[Material provided — start]

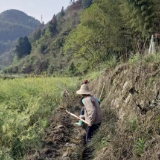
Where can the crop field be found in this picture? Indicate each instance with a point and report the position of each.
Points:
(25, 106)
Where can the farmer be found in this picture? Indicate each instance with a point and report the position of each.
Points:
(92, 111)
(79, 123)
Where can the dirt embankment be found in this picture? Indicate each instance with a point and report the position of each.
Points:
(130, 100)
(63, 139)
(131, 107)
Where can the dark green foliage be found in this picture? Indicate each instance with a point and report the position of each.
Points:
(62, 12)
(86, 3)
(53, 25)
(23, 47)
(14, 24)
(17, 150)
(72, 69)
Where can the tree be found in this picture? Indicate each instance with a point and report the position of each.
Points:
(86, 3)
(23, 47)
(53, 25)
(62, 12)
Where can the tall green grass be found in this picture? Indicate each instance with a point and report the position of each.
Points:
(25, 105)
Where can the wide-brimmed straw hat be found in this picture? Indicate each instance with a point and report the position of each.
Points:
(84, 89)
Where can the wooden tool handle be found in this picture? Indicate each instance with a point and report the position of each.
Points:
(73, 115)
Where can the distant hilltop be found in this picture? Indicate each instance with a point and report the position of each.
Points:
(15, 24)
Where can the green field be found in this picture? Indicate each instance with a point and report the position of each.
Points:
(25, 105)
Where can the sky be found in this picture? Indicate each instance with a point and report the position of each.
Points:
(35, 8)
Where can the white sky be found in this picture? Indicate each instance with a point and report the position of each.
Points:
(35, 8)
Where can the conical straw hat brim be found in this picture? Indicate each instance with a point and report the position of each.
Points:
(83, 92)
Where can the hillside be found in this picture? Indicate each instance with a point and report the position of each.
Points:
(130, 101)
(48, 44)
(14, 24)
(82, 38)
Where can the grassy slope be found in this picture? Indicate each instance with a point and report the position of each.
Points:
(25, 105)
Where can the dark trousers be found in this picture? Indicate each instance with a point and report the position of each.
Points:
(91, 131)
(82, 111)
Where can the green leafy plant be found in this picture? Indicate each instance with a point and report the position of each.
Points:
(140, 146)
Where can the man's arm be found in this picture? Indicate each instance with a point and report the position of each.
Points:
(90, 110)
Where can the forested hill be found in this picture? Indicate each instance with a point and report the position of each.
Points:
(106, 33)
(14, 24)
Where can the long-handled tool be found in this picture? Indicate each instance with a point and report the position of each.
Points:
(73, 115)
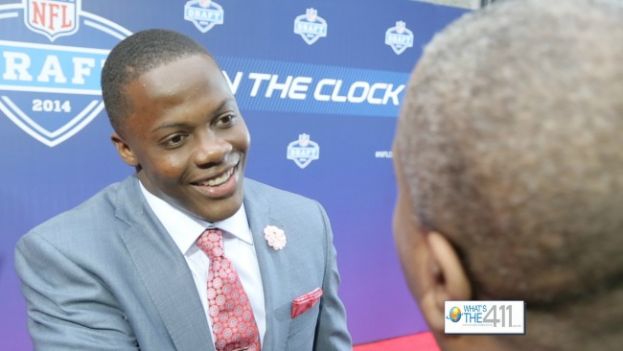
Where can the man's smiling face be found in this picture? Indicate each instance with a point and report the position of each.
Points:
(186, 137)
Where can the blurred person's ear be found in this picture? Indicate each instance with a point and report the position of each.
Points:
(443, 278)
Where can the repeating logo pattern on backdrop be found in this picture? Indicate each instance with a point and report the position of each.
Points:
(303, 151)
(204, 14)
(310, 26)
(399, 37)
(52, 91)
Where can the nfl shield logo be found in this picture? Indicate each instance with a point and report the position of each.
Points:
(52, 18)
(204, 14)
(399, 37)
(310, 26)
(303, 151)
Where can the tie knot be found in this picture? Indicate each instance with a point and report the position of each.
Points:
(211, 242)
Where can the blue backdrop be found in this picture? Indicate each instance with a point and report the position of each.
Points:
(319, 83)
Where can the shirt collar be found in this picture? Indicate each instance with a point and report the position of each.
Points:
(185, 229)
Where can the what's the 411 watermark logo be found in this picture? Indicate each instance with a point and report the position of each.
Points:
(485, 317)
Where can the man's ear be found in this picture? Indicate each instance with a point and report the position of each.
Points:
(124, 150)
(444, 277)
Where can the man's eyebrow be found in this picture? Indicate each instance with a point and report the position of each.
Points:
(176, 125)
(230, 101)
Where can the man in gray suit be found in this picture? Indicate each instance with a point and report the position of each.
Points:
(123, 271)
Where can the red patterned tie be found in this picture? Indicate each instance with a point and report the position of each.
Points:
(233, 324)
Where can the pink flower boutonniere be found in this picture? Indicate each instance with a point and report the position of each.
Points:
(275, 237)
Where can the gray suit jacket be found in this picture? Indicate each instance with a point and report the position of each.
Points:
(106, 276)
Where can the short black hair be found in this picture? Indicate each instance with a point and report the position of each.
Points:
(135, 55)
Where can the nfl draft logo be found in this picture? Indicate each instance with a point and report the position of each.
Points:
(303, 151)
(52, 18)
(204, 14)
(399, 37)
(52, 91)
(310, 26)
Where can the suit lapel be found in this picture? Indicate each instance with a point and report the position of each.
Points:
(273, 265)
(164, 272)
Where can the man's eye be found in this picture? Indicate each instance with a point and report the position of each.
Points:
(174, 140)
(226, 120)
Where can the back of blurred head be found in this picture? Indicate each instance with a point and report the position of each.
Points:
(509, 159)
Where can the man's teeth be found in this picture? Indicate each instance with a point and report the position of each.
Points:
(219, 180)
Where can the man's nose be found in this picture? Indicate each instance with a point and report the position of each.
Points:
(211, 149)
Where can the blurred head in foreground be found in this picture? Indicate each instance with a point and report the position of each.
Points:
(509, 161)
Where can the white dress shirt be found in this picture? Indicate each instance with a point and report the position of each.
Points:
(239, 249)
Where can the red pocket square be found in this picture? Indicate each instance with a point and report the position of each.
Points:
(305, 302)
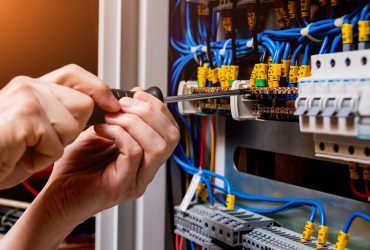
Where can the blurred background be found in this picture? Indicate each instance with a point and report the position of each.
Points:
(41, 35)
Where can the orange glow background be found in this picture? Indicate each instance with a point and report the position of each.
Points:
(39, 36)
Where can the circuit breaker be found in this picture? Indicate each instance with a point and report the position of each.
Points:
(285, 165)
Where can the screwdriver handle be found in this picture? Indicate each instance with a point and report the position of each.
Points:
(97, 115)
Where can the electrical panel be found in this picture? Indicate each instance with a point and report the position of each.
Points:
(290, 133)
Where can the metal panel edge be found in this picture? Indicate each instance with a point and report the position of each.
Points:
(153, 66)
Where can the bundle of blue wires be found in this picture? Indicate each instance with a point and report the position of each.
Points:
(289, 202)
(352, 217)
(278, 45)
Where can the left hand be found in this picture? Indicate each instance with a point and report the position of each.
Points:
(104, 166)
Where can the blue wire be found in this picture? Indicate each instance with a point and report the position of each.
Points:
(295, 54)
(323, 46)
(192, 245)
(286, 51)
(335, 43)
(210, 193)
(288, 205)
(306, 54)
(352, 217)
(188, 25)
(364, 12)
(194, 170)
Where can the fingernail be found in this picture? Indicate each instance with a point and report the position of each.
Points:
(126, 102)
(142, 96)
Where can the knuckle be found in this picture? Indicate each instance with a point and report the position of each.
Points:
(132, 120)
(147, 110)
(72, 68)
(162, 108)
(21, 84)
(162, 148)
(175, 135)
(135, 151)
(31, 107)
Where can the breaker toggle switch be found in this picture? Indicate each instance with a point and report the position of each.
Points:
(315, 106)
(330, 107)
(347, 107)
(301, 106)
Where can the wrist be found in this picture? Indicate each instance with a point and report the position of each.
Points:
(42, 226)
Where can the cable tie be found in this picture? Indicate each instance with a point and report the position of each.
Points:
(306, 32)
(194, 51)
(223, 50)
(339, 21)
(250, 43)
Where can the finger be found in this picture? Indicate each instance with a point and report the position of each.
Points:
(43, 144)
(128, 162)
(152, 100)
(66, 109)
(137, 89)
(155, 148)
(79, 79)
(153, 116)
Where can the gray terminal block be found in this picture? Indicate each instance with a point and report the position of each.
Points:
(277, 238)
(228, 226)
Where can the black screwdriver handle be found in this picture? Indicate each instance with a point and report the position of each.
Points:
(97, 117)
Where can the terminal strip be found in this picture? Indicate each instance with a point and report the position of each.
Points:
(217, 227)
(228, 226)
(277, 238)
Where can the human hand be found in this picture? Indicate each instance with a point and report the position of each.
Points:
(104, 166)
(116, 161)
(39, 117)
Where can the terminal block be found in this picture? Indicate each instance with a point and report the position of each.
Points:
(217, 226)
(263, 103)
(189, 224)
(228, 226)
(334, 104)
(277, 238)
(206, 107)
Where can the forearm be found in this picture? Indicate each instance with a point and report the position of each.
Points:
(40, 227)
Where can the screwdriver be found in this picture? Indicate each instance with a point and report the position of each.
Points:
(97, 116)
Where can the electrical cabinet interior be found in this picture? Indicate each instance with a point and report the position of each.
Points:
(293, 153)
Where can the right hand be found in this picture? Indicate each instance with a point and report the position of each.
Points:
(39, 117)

[Material provided — finish]

**Your instructions:** Answer with nothing but the count of lines in the entries that hold the word "panel".

**Task output:** 2